» Task item
When you reach the line with "Target: tower with conical roof" in the records below, begin transcribing exactly and continue up to and including the line with "Target: white jersey", leaving out every picture.

» Material provided
* * * * * * *
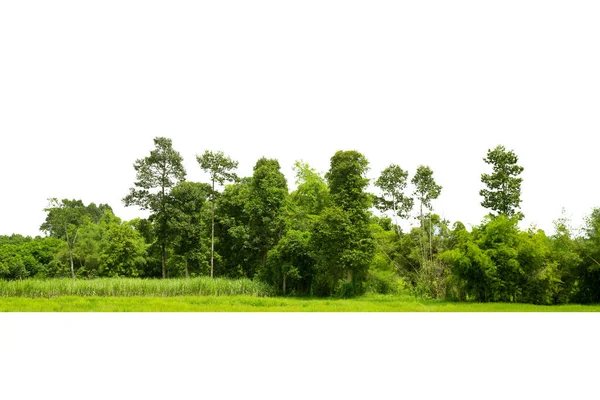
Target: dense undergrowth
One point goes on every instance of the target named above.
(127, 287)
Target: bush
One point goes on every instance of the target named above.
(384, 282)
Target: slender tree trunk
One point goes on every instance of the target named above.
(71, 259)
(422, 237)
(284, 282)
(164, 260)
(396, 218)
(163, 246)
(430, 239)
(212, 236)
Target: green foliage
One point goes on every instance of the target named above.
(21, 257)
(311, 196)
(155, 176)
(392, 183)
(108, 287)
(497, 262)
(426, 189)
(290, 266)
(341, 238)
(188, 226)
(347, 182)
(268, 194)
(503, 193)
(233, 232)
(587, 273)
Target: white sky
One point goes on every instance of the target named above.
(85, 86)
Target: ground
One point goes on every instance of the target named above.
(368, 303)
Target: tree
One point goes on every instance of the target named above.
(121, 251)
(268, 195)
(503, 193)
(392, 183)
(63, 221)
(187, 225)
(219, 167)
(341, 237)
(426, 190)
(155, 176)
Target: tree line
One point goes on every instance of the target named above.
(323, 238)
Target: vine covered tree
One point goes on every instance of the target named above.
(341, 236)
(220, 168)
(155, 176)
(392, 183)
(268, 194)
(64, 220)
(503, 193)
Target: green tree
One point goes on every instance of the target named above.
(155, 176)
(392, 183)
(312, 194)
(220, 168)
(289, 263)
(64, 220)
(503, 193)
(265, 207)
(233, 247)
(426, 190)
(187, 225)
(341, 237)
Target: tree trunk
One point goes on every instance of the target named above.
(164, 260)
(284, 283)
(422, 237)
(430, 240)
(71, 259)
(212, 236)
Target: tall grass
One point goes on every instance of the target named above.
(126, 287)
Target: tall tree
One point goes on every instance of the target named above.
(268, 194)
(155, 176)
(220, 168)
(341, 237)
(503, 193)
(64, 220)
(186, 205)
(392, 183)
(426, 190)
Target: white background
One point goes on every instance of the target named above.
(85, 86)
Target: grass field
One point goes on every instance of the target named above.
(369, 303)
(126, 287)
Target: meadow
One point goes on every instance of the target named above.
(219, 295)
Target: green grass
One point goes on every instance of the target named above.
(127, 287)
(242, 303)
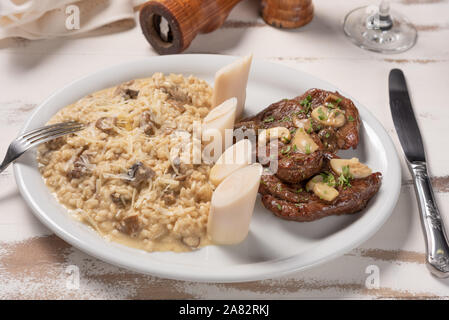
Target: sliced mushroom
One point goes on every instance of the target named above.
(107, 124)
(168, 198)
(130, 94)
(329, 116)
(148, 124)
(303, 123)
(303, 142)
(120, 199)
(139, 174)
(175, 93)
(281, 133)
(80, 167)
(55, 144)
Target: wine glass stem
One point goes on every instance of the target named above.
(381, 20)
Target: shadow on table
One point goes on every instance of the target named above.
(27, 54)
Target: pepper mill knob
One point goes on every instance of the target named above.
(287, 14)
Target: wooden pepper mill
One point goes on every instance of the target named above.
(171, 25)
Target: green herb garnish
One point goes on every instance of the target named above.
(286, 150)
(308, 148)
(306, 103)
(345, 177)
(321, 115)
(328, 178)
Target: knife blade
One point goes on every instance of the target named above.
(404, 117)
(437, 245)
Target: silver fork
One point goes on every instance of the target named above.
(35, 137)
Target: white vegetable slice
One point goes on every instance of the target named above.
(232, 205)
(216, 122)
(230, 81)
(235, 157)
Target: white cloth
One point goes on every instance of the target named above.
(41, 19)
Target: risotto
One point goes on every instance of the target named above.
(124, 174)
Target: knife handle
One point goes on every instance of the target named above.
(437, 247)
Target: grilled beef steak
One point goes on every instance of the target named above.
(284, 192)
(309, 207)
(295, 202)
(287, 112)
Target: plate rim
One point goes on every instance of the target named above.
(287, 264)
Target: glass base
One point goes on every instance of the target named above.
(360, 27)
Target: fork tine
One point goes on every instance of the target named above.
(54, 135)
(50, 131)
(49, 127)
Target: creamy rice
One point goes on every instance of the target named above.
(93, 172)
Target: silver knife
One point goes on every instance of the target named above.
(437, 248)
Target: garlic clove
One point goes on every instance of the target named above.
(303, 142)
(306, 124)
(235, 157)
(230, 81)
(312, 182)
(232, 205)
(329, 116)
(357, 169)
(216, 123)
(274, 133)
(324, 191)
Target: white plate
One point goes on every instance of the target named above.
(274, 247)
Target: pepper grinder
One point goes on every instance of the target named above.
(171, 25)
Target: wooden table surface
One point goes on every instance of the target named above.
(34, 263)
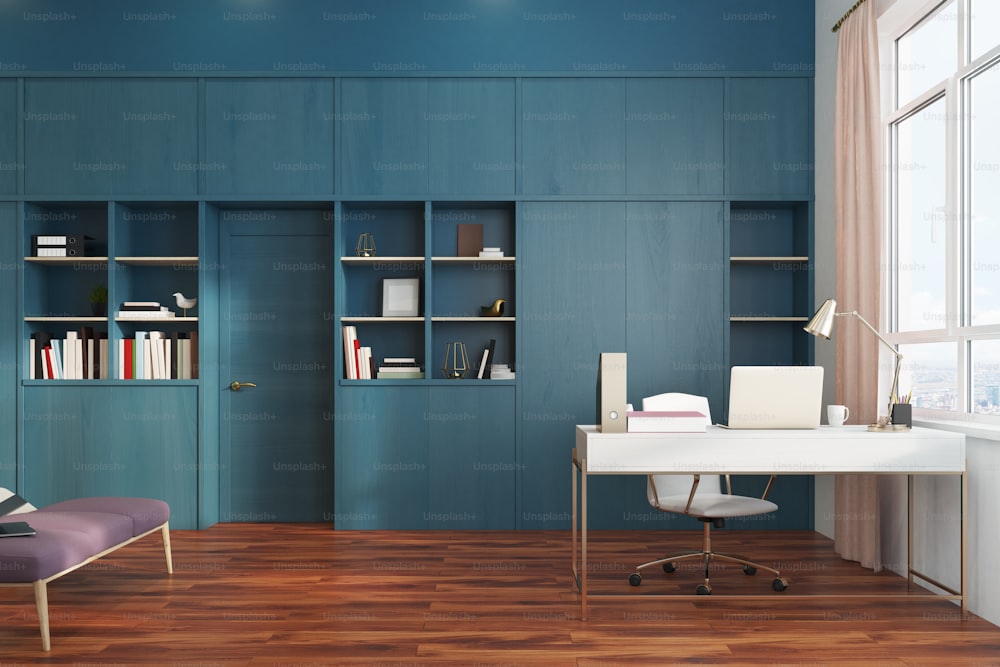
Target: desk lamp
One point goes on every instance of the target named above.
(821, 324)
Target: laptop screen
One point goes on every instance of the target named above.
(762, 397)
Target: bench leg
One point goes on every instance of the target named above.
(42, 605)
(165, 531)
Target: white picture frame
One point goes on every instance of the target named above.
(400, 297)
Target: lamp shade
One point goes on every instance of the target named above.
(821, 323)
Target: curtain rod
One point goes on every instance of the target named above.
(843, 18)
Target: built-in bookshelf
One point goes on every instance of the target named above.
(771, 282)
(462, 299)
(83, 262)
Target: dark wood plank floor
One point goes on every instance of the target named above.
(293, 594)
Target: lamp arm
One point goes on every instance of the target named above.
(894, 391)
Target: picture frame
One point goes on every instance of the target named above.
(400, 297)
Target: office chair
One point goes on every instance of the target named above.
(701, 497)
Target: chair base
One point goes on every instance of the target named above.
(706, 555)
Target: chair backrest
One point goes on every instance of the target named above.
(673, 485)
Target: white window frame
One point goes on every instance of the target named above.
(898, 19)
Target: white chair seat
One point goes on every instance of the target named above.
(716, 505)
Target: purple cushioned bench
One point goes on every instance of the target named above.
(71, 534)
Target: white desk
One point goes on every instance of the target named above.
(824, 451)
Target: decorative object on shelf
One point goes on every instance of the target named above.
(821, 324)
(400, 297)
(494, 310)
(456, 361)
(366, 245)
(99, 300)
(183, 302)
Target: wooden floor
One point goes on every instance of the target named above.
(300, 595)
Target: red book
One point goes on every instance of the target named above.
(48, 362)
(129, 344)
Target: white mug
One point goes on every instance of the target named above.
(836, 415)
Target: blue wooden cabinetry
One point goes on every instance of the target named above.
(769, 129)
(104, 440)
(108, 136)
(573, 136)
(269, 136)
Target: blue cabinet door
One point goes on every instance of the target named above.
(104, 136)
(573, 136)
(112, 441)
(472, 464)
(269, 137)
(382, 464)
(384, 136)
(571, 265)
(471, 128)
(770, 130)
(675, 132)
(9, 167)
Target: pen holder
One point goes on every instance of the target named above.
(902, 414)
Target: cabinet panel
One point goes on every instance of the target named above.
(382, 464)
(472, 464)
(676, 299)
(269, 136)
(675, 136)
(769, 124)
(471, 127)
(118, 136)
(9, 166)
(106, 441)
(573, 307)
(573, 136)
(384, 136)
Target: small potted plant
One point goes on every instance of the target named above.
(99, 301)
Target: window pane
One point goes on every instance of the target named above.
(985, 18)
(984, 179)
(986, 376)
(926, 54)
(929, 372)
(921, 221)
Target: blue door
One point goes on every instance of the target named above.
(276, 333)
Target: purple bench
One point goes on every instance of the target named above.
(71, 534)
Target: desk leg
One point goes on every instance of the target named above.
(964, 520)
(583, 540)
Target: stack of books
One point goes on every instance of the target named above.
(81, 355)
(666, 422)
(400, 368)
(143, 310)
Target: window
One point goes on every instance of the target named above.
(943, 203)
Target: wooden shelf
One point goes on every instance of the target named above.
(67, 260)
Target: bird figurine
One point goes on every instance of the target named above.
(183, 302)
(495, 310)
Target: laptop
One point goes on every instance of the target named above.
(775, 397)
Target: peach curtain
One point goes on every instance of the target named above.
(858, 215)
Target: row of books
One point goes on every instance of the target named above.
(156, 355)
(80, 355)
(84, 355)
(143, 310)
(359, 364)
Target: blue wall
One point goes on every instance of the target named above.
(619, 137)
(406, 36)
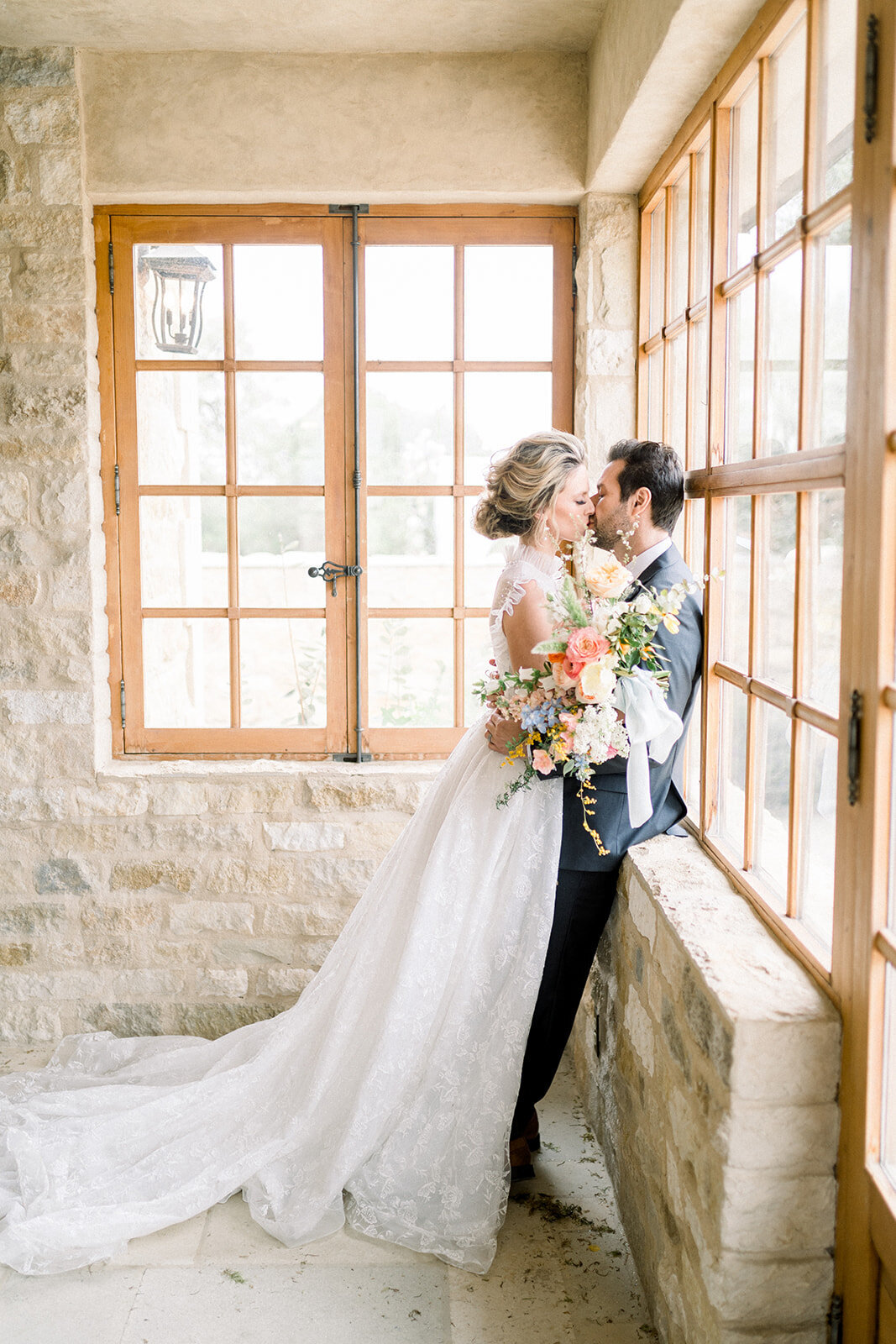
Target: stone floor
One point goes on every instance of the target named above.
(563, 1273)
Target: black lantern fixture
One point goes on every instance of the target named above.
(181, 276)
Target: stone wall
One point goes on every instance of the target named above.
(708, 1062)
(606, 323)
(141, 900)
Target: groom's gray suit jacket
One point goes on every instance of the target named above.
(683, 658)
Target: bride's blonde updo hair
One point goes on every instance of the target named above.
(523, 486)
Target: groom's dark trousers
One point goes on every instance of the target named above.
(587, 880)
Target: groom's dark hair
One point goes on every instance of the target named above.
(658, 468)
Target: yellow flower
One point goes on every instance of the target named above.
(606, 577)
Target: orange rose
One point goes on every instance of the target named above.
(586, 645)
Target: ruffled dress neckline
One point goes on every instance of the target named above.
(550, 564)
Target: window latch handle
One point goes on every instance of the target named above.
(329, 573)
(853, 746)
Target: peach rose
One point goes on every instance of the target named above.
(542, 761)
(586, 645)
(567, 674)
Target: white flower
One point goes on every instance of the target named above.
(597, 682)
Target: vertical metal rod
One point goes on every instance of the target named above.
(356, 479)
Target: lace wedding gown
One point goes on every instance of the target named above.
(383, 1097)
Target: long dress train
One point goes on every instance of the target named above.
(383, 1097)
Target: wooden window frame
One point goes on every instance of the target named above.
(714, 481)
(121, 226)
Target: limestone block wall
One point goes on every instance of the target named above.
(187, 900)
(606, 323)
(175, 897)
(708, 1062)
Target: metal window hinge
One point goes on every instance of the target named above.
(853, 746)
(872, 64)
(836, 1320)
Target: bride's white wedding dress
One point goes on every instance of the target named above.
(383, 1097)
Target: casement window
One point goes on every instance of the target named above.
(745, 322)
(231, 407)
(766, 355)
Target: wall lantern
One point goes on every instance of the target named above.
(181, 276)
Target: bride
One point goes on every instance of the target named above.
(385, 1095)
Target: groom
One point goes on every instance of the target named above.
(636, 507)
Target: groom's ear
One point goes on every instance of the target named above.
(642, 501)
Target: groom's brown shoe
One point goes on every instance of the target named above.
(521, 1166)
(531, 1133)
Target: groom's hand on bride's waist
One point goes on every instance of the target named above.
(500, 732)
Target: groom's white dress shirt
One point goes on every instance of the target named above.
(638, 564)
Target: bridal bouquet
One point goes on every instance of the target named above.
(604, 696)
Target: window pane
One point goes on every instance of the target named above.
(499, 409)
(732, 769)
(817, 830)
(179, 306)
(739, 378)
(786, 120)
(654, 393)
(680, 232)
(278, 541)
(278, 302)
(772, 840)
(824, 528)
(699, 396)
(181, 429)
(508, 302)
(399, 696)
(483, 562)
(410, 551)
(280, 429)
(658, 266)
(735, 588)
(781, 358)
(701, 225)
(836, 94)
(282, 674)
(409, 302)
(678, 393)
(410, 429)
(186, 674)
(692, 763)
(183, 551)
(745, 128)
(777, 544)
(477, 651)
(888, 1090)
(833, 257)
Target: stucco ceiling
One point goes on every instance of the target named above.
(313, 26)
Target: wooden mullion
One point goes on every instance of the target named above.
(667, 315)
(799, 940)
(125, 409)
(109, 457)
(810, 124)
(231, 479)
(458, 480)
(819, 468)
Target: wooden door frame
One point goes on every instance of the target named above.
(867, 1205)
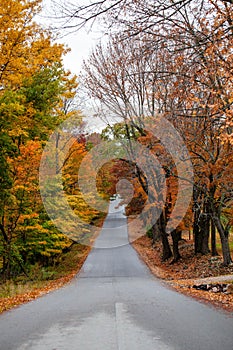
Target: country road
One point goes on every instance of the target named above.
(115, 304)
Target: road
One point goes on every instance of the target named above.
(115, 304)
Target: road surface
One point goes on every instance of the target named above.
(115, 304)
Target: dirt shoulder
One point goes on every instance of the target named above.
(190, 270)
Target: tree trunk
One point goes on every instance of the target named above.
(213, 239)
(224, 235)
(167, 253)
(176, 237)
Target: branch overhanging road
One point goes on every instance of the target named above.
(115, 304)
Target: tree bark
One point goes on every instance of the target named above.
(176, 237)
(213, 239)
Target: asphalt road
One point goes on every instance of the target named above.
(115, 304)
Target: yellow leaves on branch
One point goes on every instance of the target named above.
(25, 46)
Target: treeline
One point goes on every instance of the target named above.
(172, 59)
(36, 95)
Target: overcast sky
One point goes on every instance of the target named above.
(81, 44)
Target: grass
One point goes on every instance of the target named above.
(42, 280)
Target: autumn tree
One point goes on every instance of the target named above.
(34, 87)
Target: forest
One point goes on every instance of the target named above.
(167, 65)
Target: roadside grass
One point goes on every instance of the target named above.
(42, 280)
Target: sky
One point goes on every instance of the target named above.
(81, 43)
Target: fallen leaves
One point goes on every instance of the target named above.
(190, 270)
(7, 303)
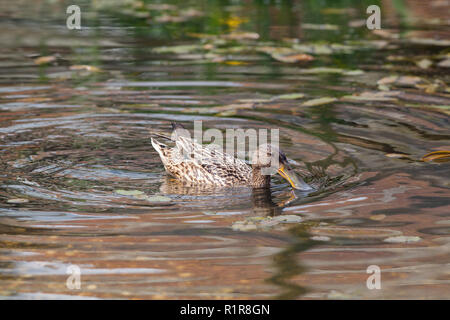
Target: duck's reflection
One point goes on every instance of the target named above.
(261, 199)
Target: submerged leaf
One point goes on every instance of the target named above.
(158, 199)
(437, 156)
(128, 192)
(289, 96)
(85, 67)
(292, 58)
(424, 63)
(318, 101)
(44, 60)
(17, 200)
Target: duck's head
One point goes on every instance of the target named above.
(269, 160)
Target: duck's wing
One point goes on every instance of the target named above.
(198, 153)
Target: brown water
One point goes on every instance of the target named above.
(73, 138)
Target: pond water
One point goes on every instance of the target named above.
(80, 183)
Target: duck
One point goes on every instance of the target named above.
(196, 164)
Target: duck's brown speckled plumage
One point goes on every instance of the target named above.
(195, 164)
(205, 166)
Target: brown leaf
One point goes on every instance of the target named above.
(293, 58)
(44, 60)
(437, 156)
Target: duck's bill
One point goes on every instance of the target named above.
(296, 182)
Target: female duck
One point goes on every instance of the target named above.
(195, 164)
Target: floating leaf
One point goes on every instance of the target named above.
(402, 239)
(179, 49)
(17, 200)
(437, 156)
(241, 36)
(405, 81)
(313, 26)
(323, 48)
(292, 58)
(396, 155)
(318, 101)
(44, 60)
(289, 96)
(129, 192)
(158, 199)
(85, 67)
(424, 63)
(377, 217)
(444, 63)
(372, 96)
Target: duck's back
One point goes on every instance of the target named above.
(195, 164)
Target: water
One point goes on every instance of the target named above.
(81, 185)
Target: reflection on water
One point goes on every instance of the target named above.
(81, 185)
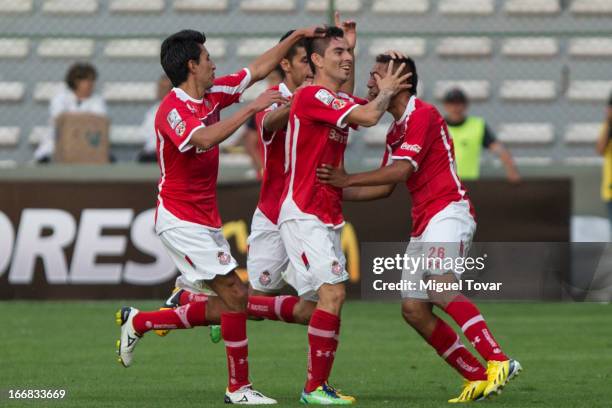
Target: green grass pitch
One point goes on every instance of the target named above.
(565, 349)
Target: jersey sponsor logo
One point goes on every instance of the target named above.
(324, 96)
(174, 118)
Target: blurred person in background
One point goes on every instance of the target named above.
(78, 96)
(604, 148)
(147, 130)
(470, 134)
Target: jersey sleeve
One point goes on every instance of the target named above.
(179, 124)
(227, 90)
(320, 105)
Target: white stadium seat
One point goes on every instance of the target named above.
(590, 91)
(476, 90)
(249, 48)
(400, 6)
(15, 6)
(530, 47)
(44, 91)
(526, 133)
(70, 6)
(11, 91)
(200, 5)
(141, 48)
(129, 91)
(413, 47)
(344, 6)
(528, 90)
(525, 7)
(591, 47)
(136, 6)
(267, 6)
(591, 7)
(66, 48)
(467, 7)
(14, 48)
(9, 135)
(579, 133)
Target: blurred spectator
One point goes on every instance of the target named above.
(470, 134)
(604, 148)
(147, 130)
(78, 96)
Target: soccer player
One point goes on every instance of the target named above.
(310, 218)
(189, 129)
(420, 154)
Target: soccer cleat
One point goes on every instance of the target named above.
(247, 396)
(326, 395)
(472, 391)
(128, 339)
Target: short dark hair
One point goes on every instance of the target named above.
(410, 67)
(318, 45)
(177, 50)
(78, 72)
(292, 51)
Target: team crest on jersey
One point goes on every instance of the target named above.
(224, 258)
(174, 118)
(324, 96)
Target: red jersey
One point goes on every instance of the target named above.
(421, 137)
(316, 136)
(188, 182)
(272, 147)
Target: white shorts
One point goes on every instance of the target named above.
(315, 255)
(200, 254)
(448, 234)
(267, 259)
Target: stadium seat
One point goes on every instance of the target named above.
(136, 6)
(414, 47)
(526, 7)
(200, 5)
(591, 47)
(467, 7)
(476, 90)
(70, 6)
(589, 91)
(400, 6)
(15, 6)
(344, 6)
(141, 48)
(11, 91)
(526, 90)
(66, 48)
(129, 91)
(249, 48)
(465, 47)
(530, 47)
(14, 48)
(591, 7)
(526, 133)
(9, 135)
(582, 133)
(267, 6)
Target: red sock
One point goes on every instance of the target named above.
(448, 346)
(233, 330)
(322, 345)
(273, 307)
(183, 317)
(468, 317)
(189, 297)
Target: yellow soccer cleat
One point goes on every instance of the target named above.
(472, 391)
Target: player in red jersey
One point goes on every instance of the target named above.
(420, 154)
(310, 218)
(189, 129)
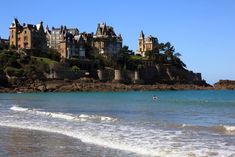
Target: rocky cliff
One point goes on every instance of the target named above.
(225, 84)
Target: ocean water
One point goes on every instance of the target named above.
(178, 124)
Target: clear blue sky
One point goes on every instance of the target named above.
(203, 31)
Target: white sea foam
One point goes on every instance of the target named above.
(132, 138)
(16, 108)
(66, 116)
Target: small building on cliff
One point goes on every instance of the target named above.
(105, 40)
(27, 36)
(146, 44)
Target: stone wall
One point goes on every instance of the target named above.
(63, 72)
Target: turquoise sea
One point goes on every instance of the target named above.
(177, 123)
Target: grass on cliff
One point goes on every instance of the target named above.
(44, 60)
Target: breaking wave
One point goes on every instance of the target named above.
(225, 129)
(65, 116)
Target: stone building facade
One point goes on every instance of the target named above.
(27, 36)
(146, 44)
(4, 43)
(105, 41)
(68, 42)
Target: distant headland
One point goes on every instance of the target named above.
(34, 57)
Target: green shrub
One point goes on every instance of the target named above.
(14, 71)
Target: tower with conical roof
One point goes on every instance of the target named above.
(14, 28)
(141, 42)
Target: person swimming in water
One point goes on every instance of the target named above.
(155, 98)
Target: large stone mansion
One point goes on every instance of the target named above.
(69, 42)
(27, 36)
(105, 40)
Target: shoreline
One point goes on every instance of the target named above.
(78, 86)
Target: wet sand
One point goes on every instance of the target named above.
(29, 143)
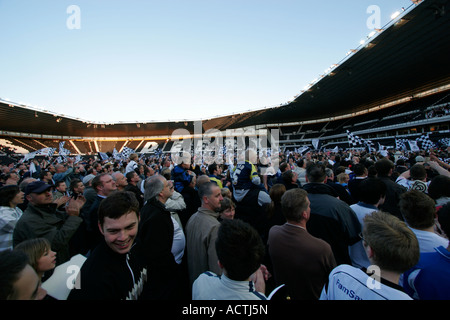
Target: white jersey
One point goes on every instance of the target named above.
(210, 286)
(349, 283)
* * * * * * *
» Answer for this exercise
Target: tower with conical roof
One point goes on every instance of the target named above.
(14, 28)
(141, 42)
Target: person swimming in water
One point goes on every instance of the target named above.
(155, 98)
Target: large stone mansion
One point goes on every instance of the target named above.
(69, 42)
(27, 36)
(105, 40)
Target: shoreline
One point goes on every instance of the target named above.
(78, 86)
Target: wet sand
One point goes on every instance of the target named above.
(29, 143)
Target: white jersey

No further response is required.